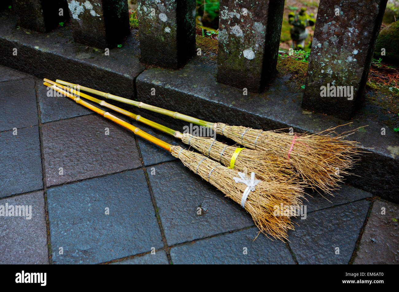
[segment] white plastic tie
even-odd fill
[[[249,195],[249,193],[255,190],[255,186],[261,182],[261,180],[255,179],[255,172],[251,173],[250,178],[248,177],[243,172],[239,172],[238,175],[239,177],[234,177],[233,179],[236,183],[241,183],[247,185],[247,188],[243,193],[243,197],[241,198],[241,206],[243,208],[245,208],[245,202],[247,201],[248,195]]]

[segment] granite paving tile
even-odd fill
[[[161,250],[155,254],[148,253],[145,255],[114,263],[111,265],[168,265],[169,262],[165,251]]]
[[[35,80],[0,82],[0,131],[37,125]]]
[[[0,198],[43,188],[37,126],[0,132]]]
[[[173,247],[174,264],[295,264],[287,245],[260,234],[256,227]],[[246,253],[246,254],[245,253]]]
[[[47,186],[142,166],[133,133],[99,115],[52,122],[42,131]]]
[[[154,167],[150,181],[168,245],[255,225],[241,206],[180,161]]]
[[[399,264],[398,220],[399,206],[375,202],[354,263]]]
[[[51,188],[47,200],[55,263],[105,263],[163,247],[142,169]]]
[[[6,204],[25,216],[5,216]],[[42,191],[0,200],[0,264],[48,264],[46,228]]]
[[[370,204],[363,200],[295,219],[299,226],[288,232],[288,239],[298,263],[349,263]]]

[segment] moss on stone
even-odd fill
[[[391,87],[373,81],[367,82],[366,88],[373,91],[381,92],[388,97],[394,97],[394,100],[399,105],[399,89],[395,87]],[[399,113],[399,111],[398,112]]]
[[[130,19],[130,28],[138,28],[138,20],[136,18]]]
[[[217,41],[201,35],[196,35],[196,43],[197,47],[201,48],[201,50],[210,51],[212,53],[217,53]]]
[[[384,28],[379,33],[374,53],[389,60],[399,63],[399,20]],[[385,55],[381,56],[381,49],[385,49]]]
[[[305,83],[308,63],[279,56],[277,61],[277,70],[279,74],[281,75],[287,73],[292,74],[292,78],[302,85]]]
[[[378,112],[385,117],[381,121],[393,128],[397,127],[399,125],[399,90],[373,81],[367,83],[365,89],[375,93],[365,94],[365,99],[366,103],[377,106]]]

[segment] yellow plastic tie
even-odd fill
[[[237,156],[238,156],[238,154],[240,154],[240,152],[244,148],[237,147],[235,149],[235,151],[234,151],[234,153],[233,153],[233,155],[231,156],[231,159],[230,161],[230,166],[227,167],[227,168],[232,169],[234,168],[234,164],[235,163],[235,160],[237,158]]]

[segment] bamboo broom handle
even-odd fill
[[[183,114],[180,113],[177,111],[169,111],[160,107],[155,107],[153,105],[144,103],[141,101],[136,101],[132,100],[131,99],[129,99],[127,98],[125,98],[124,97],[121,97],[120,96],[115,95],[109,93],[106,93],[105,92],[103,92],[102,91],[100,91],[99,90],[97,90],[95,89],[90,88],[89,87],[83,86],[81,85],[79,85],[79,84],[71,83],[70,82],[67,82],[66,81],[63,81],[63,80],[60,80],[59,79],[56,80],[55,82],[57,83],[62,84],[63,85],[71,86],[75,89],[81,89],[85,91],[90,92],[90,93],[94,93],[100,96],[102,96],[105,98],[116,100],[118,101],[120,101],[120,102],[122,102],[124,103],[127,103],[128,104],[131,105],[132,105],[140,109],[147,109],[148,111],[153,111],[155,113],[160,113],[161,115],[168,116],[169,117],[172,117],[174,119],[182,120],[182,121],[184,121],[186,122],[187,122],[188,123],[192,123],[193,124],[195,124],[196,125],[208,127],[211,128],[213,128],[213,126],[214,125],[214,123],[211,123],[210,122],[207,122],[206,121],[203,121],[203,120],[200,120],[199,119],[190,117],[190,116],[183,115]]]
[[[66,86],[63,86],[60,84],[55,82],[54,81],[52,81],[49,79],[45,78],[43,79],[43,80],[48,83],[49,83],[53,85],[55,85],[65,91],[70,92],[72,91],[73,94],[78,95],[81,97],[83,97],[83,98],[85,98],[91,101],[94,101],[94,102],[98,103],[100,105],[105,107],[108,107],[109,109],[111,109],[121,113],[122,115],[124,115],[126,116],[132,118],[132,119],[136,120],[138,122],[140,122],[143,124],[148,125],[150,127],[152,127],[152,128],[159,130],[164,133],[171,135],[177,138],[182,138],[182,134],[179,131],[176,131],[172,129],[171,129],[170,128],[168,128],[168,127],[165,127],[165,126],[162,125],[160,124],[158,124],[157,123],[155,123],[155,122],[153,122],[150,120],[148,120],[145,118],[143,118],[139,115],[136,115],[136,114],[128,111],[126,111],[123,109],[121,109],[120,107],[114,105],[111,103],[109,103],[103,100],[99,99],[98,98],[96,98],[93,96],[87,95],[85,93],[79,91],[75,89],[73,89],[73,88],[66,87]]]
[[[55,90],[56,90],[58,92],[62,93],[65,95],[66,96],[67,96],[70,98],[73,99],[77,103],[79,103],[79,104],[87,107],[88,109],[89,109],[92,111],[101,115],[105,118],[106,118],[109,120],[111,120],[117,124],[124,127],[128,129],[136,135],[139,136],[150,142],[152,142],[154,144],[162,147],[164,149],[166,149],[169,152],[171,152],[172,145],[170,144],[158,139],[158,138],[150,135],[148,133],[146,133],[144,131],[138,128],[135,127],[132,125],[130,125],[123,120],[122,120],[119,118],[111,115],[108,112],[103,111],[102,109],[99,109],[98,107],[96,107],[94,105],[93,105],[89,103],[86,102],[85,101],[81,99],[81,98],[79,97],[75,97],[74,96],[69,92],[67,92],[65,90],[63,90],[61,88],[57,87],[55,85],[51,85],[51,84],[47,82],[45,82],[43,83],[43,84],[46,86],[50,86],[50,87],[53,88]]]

-*-*-

Quote the preceding records in their entirety, excluding every picture.

[segment] white plastic tie
even-odd fill
[[[249,195],[249,193],[255,190],[255,186],[261,182],[261,180],[255,179],[255,172],[251,173],[250,178],[248,177],[243,172],[239,172],[238,175],[239,177],[234,177],[233,179],[236,183],[241,183],[247,185],[247,188],[243,193],[243,197],[241,198],[241,206],[243,208],[245,208],[245,202],[247,201],[248,195]]]

[segment] granite paving tile
even-odd fill
[[[161,250],[155,254],[148,253],[145,255],[114,263],[111,265],[168,265],[169,262],[165,251]]]
[[[35,80],[0,82],[0,131],[37,125]]]
[[[0,198],[43,188],[37,126],[0,132]]]
[[[173,247],[174,264],[295,264],[287,245],[260,234],[256,227]],[[246,253],[246,254],[245,253]]]
[[[47,186],[142,166],[133,133],[99,115],[52,122],[42,131]]]
[[[154,167],[150,181],[168,245],[255,225],[241,206],[180,161]]]
[[[399,264],[398,220],[399,206],[375,202],[354,263]]]
[[[51,188],[47,200],[55,263],[105,263],[163,247],[142,169]]]
[[[6,204],[25,216],[5,216]],[[42,191],[0,200],[0,264],[48,264],[46,228]]]
[[[370,204],[363,200],[295,219],[299,226],[288,232],[288,239],[298,263],[349,263]]]

[segment] moss on stone
even-odd fill
[[[391,87],[373,81],[367,82],[366,88],[373,91],[381,92],[388,97],[394,97],[394,100],[399,105],[399,89],[395,87]],[[399,113],[399,111],[398,112]]]
[[[130,19],[130,28],[138,28],[138,20],[136,18]]]
[[[217,41],[201,35],[196,35],[196,43],[197,47],[201,48],[201,50],[210,51],[212,53],[217,53]]]
[[[384,28],[379,33],[374,53],[389,60],[399,63],[399,20]],[[385,55],[381,56],[381,49],[385,49]]]
[[[305,83],[308,63],[279,56],[277,61],[277,70],[279,74],[281,75],[287,73],[292,74],[292,78],[302,85]]]
[[[378,112],[385,117],[381,121],[393,128],[397,127],[399,125],[399,90],[373,81],[367,83],[365,89],[375,93],[365,94],[365,99],[366,103],[377,106]]]

[segment] yellow plastic tie
even-odd fill
[[[237,156],[238,156],[238,154],[240,154],[240,152],[244,148],[237,147],[235,149],[235,151],[234,151],[234,153],[233,153],[233,155],[231,156],[231,159],[230,161],[230,166],[227,167],[227,168],[232,169],[234,168],[234,164],[235,163],[235,160],[237,158]]]

[segment] bamboo broom handle
even-odd fill
[[[183,114],[180,113],[177,111],[169,111],[160,107],[155,107],[153,105],[144,103],[141,101],[136,101],[132,100],[131,99],[129,99],[127,98],[125,98],[124,97],[121,97],[120,96],[115,95],[109,93],[106,93],[105,92],[103,92],[102,91],[100,91],[99,90],[97,90],[95,89],[90,88],[89,87],[83,86],[81,85],[79,85],[79,84],[71,83],[70,82],[67,82],[66,81],[63,81],[63,80],[60,80],[59,79],[56,80],[55,82],[57,83],[62,84],[63,85],[71,86],[75,89],[81,89],[85,91],[90,92],[90,93],[94,93],[100,96],[102,96],[105,98],[116,100],[118,101],[120,101],[120,102],[122,102],[124,103],[127,103],[128,104],[131,105],[132,105],[140,109],[147,109],[148,111],[153,111],[155,113],[160,113],[161,115],[168,116],[169,117],[172,117],[174,119],[182,120],[182,121],[184,121],[186,122],[187,122],[188,123],[192,123],[193,124],[195,124],[196,125],[208,127],[211,128],[213,128],[213,126],[214,125],[214,123],[211,123],[210,122],[207,122],[206,121],[203,121],[203,120],[200,120],[199,119],[190,117],[190,116],[183,115]]]
[[[66,86],[63,86],[60,84],[55,82],[54,81],[52,81],[49,79],[45,78],[43,79],[43,80],[48,83],[49,83],[53,85],[55,85],[65,91],[70,92],[72,91],[73,94],[78,95],[81,97],[83,97],[83,98],[85,98],[91,101],[94,101],[94,102],[98,103],[100,105],[105,107],[108,107],[109,109],[111,109],[121,113],[122,115],[124,115],[126,116],[132,118],[132,119],[136,120],[138,122],[140,122],[143,124],[148,125],[150,127],[152,127],[152,128],[159,130],[164,133],[171,135],[177,138],[182,138],[182,134],[179,131],[176,131],[172,129],[171,129],[170,128],[168,128],[168,127],[165,127],[165,126],[162,125],[160,124],[158,124],[157,123],[155,123],[155,122],[153,122],[150,120],[148,120],[145,118],[143,118],[139,115],[136,115],[136,114],[128,111],[126,111],[123,109],[121,109],[120,107],[114,105],[111,103],[109,103],[103,100],[99,99],[98,98],[96,98],[93,96],[87,95],[85,93],[79,91],[75,89],[73,89],[73,88],[66,87]]]
[[[55,90],[56,90],[58,92],[62,93],[65,95],[66,96],[67,96],[70,98],[73,99],[77,103],[79,103],[79,104],[87,107],[88,109],[89,109],[92,111],[101,115],[105,118],[106,118],[109,120],[111,120],[117,124],[124,127],[128,129],[136,135],[139,136],[150,142],[152,142],[154,144],[162,147],[164,149],[166,149],[169,152],[171,152],[172,145],[170,144],[158,139],[158,138],[150,135],[148,133],[146,133],[144,131],[138,128],[135,127],[132,125],[130,125],[123,120],[122,120],[119,118],[111,115],[108,112],[103,111],[102,109],[99,109],[98,107],[96,107],[94,105],[93,105],[89,103],[86,102],[85,101],[81,99],[81,98],[79,97],[75,97],[74,96],[69,92],[67,92],[65,90],[63,90],[61,88],[57,87],[55,85],[51,85],[51,84],[47,82],[45,82],[43,83],[43,84],[46,86],[50,86],[50,87],[53,88]]]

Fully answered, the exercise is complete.